Work instructions:
Reproduce the closing run of lines below verbatim, from the line that contains "One marker for each instance of the white cascading" up to and including the final line.

[Records drawn from a dataset]
────────

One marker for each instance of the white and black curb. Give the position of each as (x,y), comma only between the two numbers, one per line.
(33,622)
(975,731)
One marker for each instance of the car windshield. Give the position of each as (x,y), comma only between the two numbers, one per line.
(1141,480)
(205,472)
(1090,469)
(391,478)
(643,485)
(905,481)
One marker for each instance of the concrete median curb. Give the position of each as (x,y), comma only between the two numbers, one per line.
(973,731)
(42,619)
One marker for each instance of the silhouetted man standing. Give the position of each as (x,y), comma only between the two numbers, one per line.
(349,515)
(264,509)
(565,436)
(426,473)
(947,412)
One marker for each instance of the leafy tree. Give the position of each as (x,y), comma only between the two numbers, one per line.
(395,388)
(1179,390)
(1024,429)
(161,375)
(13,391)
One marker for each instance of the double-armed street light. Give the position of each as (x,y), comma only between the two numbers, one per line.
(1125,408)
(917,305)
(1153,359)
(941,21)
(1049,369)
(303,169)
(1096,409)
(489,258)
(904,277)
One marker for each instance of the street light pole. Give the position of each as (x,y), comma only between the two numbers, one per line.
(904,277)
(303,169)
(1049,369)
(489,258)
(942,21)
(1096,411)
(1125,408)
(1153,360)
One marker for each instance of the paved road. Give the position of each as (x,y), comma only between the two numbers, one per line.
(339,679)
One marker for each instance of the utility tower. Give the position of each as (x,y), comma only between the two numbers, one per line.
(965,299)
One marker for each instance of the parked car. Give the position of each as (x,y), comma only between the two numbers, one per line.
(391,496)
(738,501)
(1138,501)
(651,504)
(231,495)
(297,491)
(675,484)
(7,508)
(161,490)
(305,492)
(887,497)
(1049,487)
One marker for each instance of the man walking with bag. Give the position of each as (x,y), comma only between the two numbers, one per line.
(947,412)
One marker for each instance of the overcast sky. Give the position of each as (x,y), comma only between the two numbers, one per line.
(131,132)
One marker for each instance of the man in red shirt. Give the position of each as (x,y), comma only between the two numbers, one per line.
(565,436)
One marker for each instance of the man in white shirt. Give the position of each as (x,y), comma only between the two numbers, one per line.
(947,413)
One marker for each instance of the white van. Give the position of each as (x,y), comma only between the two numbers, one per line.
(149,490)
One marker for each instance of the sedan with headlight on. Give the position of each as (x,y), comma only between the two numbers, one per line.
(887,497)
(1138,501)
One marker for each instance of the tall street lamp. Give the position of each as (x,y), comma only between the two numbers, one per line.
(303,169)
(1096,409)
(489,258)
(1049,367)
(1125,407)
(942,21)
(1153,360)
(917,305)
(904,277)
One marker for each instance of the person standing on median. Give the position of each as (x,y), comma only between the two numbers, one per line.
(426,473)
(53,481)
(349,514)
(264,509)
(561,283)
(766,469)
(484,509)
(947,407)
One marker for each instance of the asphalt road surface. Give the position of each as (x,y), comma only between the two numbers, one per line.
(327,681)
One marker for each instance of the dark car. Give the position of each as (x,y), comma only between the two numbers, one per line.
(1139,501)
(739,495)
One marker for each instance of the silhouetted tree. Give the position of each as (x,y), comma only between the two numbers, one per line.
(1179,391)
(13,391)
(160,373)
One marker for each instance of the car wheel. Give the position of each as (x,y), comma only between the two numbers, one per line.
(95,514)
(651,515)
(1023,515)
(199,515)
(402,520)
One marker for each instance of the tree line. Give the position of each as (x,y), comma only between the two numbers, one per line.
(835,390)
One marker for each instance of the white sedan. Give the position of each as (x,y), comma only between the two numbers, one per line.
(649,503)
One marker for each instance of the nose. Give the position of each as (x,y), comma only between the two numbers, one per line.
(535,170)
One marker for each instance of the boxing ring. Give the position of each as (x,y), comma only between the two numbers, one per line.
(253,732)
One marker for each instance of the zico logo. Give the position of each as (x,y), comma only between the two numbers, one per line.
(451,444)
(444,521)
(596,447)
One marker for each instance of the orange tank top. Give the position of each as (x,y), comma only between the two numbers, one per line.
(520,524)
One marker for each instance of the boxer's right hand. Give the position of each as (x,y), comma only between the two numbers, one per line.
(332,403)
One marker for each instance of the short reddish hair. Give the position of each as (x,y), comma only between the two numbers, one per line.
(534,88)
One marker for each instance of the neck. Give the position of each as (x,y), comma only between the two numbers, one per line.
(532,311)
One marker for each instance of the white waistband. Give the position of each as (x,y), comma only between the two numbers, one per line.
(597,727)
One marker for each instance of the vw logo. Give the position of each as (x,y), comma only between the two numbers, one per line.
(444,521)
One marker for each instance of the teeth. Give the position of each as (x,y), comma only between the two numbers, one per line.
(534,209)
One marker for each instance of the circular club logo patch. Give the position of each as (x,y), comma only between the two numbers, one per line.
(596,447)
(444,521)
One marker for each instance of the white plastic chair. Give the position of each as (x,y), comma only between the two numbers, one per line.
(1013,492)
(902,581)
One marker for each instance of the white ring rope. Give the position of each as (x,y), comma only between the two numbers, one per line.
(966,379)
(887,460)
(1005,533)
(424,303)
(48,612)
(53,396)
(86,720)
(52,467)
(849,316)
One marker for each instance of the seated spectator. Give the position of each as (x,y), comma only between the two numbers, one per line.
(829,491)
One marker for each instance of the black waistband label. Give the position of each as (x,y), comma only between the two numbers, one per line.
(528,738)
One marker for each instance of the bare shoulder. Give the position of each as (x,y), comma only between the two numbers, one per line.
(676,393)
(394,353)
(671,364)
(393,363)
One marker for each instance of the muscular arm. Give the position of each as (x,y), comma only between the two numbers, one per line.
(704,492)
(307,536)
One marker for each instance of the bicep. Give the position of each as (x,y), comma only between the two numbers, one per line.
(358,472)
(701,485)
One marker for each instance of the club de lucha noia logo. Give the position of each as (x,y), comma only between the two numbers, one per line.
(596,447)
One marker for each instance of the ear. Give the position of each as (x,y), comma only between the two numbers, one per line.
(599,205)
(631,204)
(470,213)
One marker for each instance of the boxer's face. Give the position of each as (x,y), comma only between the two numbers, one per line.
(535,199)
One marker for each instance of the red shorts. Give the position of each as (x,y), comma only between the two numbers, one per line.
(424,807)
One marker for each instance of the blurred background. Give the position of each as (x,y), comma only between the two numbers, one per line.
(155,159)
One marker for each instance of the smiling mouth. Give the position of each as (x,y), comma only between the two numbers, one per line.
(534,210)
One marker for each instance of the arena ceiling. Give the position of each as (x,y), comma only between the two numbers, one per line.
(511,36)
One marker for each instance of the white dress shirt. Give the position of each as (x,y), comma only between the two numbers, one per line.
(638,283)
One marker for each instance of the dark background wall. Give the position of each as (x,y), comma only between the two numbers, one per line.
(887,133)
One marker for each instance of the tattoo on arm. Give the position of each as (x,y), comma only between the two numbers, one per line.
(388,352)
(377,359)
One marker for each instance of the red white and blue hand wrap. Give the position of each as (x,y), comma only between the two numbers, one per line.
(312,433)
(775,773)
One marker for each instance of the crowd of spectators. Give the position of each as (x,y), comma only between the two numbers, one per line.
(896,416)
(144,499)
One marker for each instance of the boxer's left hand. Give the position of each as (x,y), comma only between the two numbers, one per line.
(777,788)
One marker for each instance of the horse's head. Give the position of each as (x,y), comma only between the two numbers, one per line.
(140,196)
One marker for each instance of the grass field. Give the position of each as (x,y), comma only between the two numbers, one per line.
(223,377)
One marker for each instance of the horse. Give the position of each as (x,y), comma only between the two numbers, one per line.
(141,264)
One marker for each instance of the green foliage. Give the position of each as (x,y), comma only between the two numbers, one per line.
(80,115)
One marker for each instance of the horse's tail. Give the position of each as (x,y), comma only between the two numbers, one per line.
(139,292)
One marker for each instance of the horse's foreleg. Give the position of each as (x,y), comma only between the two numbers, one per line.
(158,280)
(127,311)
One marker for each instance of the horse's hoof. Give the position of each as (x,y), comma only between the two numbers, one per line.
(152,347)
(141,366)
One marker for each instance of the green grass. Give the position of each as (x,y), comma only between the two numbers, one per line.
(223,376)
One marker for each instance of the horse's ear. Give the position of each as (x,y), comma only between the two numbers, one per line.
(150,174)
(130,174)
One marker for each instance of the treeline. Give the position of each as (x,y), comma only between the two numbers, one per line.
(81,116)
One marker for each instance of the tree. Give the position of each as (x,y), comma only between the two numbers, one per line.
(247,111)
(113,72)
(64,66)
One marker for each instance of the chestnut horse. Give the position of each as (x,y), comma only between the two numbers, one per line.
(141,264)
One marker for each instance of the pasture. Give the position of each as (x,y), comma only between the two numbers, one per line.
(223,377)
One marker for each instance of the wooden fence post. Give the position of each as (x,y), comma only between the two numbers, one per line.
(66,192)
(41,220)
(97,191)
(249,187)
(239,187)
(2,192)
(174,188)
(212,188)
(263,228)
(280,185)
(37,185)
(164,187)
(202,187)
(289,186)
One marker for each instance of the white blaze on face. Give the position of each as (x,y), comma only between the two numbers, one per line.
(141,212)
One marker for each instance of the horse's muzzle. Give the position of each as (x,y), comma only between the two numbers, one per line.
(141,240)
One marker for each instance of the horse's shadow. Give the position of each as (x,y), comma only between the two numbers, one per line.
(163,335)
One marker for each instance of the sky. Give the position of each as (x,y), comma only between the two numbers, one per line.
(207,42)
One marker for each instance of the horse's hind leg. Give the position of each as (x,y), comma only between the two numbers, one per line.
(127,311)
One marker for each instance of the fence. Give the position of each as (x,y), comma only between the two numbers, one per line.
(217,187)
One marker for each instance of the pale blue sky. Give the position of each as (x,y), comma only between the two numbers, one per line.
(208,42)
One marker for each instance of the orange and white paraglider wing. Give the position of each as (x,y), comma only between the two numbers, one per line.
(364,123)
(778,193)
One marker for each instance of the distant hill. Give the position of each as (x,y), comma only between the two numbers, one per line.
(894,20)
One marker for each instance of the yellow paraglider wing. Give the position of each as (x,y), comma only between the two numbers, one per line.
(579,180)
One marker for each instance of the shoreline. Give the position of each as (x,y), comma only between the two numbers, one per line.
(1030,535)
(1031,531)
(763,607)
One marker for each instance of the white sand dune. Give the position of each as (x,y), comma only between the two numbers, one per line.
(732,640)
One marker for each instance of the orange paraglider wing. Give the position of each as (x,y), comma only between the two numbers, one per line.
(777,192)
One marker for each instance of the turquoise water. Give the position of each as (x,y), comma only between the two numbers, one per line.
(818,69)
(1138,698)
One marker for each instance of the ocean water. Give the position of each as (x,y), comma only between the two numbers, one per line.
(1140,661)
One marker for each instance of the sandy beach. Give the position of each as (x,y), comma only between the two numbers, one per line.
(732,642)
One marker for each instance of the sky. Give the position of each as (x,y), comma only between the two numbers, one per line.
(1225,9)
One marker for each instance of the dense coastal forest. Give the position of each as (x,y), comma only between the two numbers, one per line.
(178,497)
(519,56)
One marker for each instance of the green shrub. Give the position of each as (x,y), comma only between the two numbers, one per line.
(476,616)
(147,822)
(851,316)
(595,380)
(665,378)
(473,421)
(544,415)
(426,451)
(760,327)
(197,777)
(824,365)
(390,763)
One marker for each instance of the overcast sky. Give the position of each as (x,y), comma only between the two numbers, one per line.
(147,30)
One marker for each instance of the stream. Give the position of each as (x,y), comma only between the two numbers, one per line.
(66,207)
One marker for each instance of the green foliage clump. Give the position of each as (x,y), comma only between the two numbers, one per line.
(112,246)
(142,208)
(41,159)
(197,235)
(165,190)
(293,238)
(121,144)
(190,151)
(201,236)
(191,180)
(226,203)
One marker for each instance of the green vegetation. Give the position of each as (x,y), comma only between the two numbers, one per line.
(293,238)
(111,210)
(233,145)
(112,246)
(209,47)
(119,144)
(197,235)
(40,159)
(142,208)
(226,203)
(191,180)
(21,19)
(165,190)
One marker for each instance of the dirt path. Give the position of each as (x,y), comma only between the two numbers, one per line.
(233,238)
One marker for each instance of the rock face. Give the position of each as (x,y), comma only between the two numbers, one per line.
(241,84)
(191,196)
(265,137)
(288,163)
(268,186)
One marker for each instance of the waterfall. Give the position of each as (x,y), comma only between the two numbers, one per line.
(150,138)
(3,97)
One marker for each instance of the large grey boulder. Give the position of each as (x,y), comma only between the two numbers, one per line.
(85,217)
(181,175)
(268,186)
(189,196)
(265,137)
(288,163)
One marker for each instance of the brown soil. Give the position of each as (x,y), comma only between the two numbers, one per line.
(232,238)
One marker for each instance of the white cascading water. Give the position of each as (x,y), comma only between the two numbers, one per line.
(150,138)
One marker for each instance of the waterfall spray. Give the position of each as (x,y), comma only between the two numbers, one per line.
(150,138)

────────

Response to this exercise:
One marker for each instance of the white cascading water. Give the position of each as (x,y), comma only between the two numbers, one per line.
(150,138)
One marker for each instance of the waterfall spray. Give the position of each as (x,y), comma only between the two numbers, one per line.
(150,138)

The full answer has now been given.